**Data drawn from a collection**
>> begin

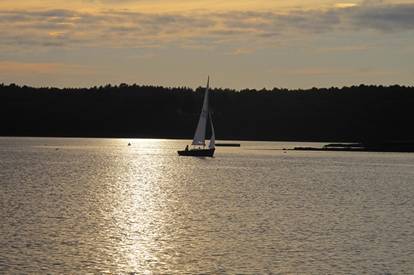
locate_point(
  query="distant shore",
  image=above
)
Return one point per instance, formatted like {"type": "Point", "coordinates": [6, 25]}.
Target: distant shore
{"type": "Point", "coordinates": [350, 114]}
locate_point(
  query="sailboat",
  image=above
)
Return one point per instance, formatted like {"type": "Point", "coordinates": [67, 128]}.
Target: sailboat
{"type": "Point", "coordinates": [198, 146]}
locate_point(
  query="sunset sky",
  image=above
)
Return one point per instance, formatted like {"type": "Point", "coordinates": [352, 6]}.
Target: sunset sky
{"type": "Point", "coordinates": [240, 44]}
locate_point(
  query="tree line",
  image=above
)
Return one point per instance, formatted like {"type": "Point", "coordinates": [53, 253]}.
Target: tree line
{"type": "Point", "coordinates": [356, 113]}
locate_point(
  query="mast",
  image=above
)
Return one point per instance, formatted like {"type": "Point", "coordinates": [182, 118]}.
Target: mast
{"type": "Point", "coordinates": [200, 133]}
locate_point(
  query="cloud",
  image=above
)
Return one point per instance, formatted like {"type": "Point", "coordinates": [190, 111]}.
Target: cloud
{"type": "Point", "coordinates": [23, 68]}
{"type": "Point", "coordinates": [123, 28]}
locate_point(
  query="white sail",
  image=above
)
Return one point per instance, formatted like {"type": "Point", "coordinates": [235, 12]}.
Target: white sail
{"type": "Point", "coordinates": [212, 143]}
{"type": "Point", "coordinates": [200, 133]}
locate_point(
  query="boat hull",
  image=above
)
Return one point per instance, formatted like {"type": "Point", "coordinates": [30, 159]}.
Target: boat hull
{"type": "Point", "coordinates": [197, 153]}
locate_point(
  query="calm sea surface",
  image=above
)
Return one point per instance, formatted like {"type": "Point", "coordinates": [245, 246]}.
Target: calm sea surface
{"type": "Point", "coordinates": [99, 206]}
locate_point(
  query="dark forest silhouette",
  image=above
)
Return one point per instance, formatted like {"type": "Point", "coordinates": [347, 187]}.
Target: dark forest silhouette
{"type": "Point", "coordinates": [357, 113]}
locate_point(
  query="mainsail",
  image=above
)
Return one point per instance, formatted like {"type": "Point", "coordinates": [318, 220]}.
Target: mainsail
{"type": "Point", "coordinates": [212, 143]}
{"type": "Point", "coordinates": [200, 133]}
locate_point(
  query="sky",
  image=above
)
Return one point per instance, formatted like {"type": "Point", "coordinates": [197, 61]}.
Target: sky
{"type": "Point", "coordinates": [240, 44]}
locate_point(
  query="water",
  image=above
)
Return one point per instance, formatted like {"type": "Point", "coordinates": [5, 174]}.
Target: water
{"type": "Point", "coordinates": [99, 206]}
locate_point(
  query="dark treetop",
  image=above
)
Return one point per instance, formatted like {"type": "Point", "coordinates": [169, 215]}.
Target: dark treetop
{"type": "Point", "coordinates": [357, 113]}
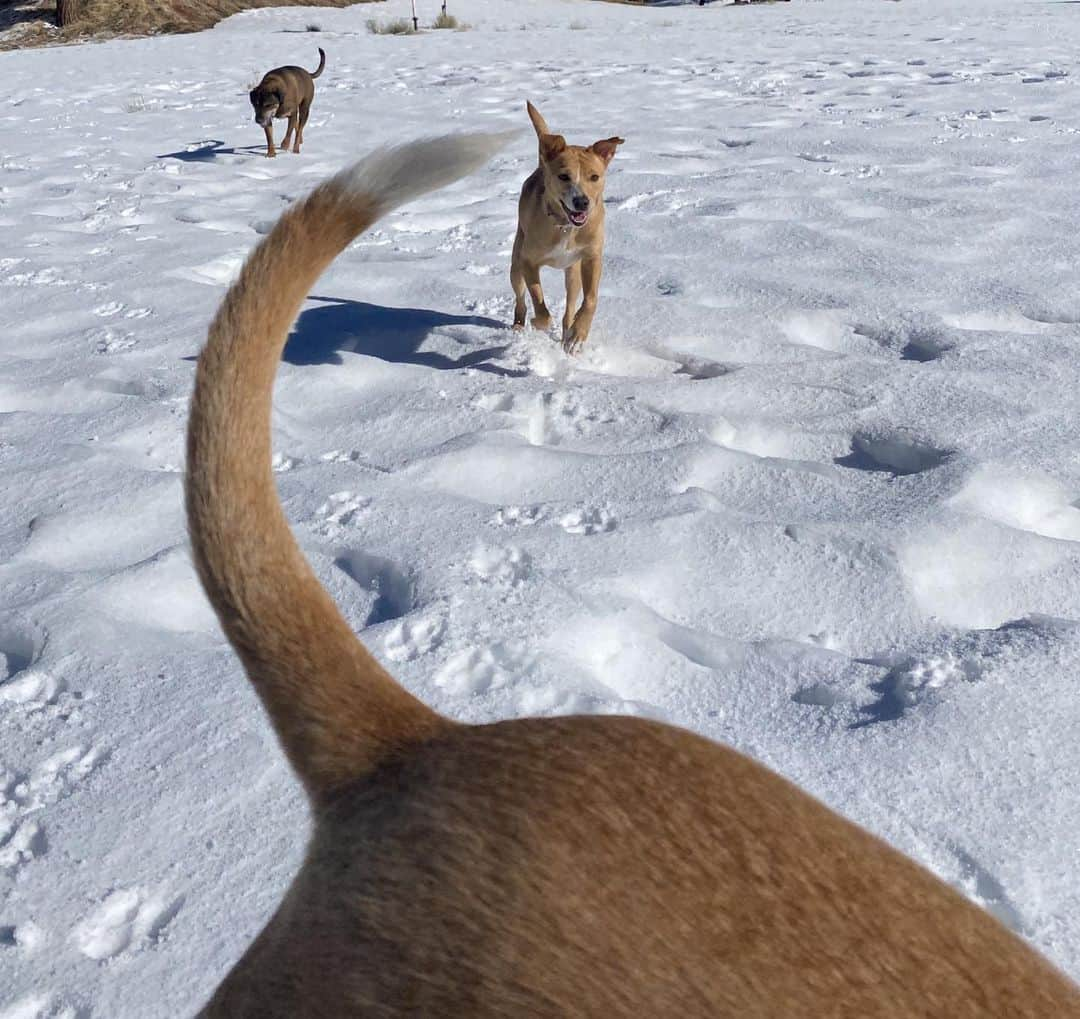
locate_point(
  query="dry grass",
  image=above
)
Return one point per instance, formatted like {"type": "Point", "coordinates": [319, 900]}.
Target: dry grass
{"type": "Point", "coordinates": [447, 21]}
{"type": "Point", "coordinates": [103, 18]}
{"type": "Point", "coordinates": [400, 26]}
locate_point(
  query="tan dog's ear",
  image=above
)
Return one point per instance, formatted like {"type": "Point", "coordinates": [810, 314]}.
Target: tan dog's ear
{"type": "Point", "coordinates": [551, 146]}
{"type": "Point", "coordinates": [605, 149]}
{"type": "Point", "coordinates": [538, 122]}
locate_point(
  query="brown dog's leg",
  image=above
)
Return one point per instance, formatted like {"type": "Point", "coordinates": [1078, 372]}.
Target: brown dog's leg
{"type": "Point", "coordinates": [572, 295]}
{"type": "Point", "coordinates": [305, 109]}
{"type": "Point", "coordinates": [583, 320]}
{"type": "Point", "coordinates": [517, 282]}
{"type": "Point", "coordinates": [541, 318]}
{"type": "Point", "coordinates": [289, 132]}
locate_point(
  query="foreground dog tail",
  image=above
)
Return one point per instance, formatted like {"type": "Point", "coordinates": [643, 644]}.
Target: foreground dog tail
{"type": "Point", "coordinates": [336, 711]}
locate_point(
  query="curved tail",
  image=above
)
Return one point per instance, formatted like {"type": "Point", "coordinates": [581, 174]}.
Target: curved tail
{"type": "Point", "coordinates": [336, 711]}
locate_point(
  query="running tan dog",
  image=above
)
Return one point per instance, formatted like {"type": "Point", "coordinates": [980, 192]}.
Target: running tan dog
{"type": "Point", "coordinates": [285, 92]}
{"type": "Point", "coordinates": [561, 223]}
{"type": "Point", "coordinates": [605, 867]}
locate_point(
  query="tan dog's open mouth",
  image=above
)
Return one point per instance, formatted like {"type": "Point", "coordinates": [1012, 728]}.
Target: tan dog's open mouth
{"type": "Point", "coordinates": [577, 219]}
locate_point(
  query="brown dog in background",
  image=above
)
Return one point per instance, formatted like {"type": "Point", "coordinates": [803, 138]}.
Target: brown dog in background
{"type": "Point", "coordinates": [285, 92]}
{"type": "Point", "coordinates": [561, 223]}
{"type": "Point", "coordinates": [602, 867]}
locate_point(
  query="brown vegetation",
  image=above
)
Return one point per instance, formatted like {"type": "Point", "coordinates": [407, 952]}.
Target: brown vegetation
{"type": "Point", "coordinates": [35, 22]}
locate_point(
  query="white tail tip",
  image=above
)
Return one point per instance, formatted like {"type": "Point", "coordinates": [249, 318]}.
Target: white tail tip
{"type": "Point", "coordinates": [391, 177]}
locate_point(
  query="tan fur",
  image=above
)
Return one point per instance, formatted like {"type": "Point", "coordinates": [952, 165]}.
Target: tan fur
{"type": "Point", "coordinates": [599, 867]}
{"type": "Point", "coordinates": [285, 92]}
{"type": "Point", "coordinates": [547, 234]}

>> end
>> begin

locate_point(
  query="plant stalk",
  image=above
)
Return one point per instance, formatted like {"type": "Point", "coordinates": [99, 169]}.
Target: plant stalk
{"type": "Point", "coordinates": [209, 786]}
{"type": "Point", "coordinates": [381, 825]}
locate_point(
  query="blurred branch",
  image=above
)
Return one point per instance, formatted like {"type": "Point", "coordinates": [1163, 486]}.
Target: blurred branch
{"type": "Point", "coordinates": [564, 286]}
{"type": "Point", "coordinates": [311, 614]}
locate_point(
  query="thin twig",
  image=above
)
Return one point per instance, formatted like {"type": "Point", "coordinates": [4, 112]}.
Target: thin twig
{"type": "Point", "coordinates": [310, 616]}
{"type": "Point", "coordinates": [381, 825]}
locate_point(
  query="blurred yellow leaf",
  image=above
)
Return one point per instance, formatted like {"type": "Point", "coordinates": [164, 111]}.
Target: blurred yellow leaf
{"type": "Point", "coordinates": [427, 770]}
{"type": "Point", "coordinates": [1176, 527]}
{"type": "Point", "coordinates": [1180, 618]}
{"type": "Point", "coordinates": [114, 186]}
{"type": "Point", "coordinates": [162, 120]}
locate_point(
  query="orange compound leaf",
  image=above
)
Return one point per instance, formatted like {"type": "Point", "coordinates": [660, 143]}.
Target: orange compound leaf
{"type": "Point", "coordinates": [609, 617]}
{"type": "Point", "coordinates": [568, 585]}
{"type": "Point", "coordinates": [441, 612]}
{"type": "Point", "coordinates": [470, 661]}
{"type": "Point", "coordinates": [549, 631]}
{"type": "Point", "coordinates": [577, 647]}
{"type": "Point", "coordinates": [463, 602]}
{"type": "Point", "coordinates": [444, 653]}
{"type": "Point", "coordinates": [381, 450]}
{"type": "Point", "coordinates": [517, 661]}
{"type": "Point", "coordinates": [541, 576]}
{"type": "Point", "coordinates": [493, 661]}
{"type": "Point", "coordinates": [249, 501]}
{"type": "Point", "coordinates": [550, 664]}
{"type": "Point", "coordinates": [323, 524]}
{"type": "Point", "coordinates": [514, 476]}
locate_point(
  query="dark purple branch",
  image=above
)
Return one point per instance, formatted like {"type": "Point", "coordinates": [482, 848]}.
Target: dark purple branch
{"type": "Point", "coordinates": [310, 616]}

>> end

**Given task**
Tally the lines of the records above that contain the string "foreground". Case counts. Give only the number.

**Correct result**
2